_Written task_
Retype everything in the Cecilie Kwiat interview below from "Although she is not Tibetan, Cecilie" down to "she has received.", word for word.

_Excerpt_
-------

An interview with Cecilie Kwiat

Women in Western Buddhism

by Julia Milton

My first meditation teacher, Cecilie Kwiat, is a 60-year-old Calgary-born woman of Polish ancestry. Although she is not widely known, she has been a powerful influence and inspiration in the lives of many North American Buddhists — particularly women practitioners. Cecilie is a living example of how beautifully the Tibetan religious tradition has been preserved, transplanted and translated in North America by Western teachers.

Although she is not Tibetan, Cecilie was personally chosen by H.H. the 16th Karmapa to be the first resident teacher of the Karma Kagyu Centre of Toronto, which at that time had the largest membership of any Tibetan Buddhist centre in North America. Her first and main teacher was the late Namgyal Rinpoche, a Canadian-born teacher of the Tibetan Buddhist tradition. She has received teachings from other teachers in the Vajrayana School (H.H. the Dalai Lama, H.H. Karmapa, H.H. Sakya Trizin), and has also studied Zen Buddhism (she spent nine months in Japan sitting in a Soto temple with Uchiyama Roshi) and Theravada (21 months in Thailand doing practice and studying the Theravadin path). As she has been privileged to meet with so many precious teachers, Cecilie is honoured to practice generosity with the Dharma she has received.

-------

_Collected data_
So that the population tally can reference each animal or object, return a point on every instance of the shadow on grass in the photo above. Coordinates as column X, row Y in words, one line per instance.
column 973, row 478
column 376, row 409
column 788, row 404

-------

_Result of the task_
Although she is not Tibetan, Cecilie was personally chosen by H.H. the 16th Karmapa to be the first resident teacher of the Karma Kagyu Centre of Toronto, which at that time had the largest membership of any Tibetan Buddhist centre in North America. Her first and main teacher was the late Namgyal Rinpoche, a Canadian-born teacher of the Tibetan Buddhist tradition. She has received teachings from other teachers in the Vajrayana School (H.H. the Dalai Lama, H.H. Karmapa, H.H. Sakya Trizin), and has also studied Zen Buddhism (she spent nine months in Japan sitting in a Soto temple with Uchiyama Roshi) and Theravada (21 months in Thailand doing practice and studying the Theravadin path). As she has been privileged to meet with so many precious teachers, Cecilie is honoured to practice generosity with the Dharma she has received.